EXCERPTED PASSAGE:
Maximizing the MTTF of the system is achieved by applying redundancy to system components. In order to minimize MTTR, the failure needs to be detected as quickly as possible and repaired as quickly as possible. Low MTTR is achieved by reliable diagnostics, training of the system maintenance staff on the repair procedure, and availability of spare system components.
Redundancy
Redundancy in the context of industrial automation systems refers to the use of duplicated components that are designed to provide backup support and mitigate the failure or reduce the consequences of a failure.
There are multiple aspects of redundancy:
- Backup type: Hot, Warm, or Cold
- Hot. The backup is completely ready to take over when the active device fails.
- Warm. The backup is powered up but requires an action to be activated.
- Cold. The backup is not powered up.
- Synchronization. Active or Passive
- Active. The backup is kept in a synchronized state with the active device.
- Passive. The backup is not synchronized with the active device.
- Switchover or Concurrent
- Switchover. Only the active device is actively participating in the process, the backup device will be activated when the active device fails.
- Concurrent. The devices that are redundant are functionally equivalent and simultaneously participate in the process, they are all backups of each other.
Fault tolerance
Fault Tolerance in the context of industrial automation systems is the ability of the system to continue its intended operations in the presence of failures. Redundancy is one way to achieve or increase Fault Tolerance.

INFORMATION SUPPLIED:
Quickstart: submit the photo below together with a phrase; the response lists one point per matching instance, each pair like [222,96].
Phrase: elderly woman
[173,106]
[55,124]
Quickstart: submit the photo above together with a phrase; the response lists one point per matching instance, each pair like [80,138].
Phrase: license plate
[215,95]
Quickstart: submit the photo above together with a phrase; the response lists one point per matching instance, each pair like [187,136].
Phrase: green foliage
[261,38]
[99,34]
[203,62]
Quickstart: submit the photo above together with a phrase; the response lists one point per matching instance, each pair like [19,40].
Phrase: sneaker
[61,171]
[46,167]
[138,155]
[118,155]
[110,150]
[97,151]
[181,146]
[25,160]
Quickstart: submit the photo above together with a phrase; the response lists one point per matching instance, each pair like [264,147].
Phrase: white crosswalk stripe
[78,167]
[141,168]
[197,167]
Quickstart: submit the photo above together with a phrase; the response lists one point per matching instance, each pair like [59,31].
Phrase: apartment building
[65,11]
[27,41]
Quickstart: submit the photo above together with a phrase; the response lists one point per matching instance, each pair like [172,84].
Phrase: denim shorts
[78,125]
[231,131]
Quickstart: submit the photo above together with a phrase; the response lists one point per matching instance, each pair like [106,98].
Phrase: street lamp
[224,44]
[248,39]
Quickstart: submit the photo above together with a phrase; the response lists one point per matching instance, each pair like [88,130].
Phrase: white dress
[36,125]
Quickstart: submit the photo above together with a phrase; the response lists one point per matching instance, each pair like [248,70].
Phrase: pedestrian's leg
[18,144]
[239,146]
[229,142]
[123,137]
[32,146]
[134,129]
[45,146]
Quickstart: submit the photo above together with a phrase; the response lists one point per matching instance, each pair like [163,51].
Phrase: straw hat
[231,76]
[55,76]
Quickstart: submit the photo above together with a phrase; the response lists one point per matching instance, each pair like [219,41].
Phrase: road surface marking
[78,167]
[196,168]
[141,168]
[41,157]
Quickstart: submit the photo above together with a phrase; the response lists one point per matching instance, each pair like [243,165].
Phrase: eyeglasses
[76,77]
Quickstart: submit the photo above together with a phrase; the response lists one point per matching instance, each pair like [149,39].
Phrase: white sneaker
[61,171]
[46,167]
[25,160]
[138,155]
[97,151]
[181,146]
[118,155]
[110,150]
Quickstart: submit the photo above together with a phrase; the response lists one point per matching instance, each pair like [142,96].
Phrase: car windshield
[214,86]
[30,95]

ASSIGNED TASK A: In the industrial automation excerpt, what distinguishes a warm backup?
ASSIGNED TASK B: Pick up the industrial automation excerpt after its final sentence and carry it on.

TASK RESPONSE A: A warm backup is powered up but requires an action to be activated.

TASK RESPONSE B:
The system can be designed to have fault tolerance in a selected part of the system. System parts are:
- Controllers
- Power supplies
- Network Infrastructure
- IO devices
- Field devices
It is up to the system constructor to choose where to apply redundancy and where to achieve fault tolerance. A system that supports fault tolerance for every device within the system is deemed a “no single point of failure” system.
An example of a technology that can tolerate failure in the system is Device Level Ring (DLR). A system that uses DLR can continue its operations in the presence of a single fault of network media (cable) that connects devices in the ring.
Another example of technology designed for fault tolerance is Parallel Redundancy Protocol (PRP). A system that uses PRP can continue its operations in the presence of multiple failures of network media so long as one path through the network remains available between participants in the connection.
High availability in process industry
The term “Process Industry” encompasses many different industries. Examples of process industries are:
- Power generation (production of electricity through various methods, such as coal or gas-fired power plants and nuclear power plants)
- Oil and gas (exploration, production, refining, and transportation of oil and gas)
- Mining and minerals (extraction and processing of minerals, such as coal, metals, and industrial minerals)
- Food and beverage (production of food and beverage products, such as baked goods, soft drinks, and processed foods)
- Pharmaceuticals
- Chemical manufacturing
- Pulp and paper (production of paper products, such as newspapers, magazines, and packaging materials)
- Textile manufacturing (production of textiles and clothing, such as cotton, wool, and synthetic fibers)
- Cement manufacturing
- Water treatment (treatment of water to remove impurities and make it safe for consumption or industrial use)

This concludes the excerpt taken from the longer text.